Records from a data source
* * *
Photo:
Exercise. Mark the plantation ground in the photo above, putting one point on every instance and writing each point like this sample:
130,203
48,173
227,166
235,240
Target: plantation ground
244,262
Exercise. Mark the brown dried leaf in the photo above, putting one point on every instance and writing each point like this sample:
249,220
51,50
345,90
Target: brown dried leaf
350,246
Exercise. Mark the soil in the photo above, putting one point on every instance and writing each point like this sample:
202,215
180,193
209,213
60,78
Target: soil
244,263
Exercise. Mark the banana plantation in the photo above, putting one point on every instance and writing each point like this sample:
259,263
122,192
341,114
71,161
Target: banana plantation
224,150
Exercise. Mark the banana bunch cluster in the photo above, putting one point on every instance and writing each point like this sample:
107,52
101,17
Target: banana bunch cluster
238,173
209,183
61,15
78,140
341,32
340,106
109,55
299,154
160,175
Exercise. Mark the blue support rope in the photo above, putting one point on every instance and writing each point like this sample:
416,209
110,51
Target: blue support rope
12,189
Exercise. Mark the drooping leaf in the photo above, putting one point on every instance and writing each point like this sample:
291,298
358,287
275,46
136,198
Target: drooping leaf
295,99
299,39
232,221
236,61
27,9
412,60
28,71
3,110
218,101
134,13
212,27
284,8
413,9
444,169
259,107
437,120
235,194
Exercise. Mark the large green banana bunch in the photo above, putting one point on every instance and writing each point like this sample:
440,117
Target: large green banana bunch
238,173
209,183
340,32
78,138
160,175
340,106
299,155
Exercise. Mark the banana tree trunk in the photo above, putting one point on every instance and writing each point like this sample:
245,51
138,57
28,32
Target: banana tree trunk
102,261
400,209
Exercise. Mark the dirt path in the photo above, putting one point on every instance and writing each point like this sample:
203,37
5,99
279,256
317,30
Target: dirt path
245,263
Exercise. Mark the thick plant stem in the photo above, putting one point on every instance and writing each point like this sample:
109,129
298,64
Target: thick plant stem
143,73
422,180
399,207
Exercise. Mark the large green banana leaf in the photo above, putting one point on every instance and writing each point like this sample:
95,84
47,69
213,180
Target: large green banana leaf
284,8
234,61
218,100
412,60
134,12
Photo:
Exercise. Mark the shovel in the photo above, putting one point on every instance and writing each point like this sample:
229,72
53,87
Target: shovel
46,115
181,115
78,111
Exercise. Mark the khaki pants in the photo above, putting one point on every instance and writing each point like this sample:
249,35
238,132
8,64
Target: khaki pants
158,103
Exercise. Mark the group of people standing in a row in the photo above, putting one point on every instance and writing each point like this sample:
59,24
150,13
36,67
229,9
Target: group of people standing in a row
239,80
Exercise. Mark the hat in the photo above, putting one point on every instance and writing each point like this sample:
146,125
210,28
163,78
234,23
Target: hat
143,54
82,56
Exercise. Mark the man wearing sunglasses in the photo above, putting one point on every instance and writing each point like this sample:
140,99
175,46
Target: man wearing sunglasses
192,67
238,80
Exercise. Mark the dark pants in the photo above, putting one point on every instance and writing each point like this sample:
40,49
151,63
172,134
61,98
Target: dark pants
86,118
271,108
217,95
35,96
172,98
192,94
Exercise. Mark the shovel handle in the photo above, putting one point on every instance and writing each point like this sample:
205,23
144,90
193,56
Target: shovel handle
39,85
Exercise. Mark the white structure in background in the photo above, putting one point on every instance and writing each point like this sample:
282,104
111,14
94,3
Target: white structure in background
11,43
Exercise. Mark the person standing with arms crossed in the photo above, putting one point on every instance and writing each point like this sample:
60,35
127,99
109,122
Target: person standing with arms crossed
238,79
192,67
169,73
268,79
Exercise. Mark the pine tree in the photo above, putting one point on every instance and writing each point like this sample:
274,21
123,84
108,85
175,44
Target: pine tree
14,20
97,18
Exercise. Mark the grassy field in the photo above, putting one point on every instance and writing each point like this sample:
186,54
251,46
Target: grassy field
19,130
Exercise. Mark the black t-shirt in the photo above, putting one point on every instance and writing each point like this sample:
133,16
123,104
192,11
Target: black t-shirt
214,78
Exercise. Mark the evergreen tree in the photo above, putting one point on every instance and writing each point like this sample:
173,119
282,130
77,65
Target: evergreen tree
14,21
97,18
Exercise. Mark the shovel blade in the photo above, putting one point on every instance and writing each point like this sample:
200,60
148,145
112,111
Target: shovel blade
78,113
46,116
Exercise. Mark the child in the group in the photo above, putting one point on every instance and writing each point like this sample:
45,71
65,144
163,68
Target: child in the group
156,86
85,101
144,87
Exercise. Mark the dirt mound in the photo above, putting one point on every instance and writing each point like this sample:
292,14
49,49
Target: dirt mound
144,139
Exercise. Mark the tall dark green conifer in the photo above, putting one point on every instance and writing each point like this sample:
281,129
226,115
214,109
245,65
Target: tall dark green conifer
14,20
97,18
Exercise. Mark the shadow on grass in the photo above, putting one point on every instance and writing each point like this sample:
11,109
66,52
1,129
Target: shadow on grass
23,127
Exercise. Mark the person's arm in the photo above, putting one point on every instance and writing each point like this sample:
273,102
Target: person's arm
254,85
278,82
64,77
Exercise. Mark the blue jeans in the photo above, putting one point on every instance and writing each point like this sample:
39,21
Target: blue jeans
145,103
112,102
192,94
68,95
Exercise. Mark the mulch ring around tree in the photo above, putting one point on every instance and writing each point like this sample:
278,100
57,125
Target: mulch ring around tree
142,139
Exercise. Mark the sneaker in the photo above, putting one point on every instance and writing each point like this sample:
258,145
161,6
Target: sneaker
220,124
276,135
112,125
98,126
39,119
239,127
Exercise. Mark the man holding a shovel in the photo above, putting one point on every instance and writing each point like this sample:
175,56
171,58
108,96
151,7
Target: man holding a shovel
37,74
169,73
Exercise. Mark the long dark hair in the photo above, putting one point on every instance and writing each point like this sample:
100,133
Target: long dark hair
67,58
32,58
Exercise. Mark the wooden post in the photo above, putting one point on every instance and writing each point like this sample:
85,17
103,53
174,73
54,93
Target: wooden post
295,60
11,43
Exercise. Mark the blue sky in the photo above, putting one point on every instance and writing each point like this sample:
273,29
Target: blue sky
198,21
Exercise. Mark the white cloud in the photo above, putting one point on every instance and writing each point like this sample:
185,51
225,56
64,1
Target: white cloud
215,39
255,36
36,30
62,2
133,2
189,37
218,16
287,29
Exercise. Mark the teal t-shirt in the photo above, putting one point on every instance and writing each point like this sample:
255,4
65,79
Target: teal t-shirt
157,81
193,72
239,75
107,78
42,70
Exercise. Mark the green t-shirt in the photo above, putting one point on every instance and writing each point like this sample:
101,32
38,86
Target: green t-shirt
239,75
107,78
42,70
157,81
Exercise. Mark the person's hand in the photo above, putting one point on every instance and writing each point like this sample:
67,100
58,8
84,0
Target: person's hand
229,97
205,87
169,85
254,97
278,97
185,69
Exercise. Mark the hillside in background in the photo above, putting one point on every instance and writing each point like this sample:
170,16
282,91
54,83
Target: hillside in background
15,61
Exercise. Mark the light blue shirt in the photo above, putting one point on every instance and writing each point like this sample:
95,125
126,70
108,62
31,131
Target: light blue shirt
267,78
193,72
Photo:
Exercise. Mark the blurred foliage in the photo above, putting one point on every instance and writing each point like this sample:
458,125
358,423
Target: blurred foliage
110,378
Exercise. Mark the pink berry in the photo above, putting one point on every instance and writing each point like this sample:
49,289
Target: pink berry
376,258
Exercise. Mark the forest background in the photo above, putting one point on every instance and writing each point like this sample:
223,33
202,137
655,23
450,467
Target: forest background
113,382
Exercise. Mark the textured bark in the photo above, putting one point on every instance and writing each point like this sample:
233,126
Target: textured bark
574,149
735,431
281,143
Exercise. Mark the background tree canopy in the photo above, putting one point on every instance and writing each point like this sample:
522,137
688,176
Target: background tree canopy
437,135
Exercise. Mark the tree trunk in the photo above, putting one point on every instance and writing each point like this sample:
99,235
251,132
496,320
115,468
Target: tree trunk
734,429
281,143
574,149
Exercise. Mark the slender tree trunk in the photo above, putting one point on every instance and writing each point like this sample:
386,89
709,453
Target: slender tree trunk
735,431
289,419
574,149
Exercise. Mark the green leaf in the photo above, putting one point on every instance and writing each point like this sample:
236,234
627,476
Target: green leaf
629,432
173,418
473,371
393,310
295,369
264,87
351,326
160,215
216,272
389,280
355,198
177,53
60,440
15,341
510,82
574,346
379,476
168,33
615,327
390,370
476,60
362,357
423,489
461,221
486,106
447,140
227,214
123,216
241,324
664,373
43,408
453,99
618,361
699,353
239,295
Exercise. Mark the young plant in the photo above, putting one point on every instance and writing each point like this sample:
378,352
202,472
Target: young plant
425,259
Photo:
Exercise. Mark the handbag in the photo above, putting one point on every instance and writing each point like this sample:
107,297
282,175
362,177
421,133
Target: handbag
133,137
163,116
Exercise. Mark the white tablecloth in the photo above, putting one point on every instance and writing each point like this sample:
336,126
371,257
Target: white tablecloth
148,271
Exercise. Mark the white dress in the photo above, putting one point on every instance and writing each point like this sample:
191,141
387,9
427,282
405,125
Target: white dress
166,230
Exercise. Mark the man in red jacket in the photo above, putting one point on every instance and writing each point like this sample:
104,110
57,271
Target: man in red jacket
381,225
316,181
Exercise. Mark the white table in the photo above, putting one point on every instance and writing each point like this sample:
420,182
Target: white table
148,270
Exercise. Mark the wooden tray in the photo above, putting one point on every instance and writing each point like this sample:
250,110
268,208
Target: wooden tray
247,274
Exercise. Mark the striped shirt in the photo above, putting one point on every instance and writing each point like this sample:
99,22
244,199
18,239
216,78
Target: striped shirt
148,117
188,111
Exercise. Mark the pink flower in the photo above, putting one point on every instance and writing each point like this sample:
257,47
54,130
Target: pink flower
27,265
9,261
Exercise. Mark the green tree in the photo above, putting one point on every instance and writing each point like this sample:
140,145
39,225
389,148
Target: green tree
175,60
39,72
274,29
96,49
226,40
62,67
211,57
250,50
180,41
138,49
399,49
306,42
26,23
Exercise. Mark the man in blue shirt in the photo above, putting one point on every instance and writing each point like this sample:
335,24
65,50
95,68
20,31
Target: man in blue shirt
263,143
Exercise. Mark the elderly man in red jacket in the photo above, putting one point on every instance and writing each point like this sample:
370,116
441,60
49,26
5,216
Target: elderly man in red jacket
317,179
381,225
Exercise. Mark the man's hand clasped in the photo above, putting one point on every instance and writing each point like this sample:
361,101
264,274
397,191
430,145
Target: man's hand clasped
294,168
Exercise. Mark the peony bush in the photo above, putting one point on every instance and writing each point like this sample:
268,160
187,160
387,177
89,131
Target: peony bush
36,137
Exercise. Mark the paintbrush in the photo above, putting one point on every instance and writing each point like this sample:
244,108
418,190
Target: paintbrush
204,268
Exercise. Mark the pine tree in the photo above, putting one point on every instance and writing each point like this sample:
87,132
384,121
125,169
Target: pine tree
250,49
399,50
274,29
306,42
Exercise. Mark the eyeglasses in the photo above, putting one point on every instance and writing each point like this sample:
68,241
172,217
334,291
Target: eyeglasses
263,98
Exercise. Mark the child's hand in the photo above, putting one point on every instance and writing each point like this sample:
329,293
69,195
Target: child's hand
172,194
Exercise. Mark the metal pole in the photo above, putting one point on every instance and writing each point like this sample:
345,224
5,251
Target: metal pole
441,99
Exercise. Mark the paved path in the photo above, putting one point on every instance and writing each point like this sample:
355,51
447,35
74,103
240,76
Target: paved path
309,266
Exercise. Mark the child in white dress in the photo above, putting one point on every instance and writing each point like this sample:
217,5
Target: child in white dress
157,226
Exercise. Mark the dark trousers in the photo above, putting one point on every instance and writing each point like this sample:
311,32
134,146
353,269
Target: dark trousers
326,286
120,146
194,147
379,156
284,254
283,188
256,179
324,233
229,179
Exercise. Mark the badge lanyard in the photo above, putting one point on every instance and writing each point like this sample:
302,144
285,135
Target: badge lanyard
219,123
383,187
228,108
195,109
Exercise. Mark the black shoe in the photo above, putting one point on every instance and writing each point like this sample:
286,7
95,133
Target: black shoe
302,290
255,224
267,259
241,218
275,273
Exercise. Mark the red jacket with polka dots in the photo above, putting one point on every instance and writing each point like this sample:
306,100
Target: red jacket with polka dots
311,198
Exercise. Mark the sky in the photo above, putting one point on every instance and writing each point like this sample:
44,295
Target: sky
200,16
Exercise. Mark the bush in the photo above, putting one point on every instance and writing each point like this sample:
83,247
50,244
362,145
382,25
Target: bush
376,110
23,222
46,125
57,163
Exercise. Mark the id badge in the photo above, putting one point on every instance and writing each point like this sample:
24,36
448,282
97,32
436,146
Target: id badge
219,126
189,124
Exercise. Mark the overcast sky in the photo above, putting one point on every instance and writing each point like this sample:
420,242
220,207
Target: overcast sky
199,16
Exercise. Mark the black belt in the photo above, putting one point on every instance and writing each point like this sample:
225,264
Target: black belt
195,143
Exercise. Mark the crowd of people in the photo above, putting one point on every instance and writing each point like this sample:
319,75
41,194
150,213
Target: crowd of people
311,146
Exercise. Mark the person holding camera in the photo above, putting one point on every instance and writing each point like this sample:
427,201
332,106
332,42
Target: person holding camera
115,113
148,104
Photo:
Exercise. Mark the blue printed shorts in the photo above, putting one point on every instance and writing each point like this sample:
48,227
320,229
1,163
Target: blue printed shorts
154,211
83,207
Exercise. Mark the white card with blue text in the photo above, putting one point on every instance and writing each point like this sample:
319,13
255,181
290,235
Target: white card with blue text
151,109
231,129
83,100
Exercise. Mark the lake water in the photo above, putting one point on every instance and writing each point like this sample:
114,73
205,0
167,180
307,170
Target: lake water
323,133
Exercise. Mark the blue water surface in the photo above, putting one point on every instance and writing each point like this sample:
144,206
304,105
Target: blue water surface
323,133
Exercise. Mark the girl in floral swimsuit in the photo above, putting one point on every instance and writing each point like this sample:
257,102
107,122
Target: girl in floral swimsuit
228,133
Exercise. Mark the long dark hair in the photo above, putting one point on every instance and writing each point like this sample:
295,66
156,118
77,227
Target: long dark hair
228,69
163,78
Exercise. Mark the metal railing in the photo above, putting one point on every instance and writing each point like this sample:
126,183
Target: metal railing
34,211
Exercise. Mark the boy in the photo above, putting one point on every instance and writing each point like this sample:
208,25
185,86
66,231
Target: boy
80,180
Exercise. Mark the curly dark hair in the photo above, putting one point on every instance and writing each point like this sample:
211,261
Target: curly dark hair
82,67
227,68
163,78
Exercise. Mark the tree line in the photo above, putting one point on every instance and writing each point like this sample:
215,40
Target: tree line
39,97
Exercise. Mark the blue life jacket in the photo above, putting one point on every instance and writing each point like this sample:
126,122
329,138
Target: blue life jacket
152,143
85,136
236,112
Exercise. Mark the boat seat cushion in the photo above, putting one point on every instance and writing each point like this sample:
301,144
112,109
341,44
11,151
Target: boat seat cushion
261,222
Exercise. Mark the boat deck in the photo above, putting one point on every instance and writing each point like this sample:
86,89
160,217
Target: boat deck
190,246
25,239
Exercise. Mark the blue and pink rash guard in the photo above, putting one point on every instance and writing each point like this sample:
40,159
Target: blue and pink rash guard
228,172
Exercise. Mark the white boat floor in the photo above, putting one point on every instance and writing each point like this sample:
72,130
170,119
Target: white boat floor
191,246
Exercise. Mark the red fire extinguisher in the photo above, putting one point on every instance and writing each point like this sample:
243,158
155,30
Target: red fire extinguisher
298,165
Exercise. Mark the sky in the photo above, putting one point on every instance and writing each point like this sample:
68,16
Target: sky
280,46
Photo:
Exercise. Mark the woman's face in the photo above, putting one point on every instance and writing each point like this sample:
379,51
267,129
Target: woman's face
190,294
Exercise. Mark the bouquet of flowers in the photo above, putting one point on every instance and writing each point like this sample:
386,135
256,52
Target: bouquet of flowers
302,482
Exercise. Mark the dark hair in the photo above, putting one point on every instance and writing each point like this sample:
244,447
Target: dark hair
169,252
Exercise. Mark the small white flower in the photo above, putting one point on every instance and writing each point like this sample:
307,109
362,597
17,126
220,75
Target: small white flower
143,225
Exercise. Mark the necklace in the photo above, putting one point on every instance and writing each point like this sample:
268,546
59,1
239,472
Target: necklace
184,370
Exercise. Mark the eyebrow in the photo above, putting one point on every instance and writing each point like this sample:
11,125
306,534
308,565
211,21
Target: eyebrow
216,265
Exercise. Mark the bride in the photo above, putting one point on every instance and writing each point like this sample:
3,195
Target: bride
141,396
* * *
### Your instructions
Write out the records above word for word, starting at the line that contains "Exercise. Mark the necklace" and ending at the last line of the records, both included.

### Output
Exercise. Mark the necklace in the photo above, putting one point on every instance and writing each point like this sample:
268,546
59,1
239,472
Target: necklace
184,370
Exercise. Mark the eyebrow in the photo above, putting one point on every instance and writing each point like this sample:
11,125
306,534
308,565
211,21
Target: eyebrow
216,265
Exercise. Mark the bride in the photo above, putting one point on every instance and writing each point like this sample:
3,195
Target: bride
141,396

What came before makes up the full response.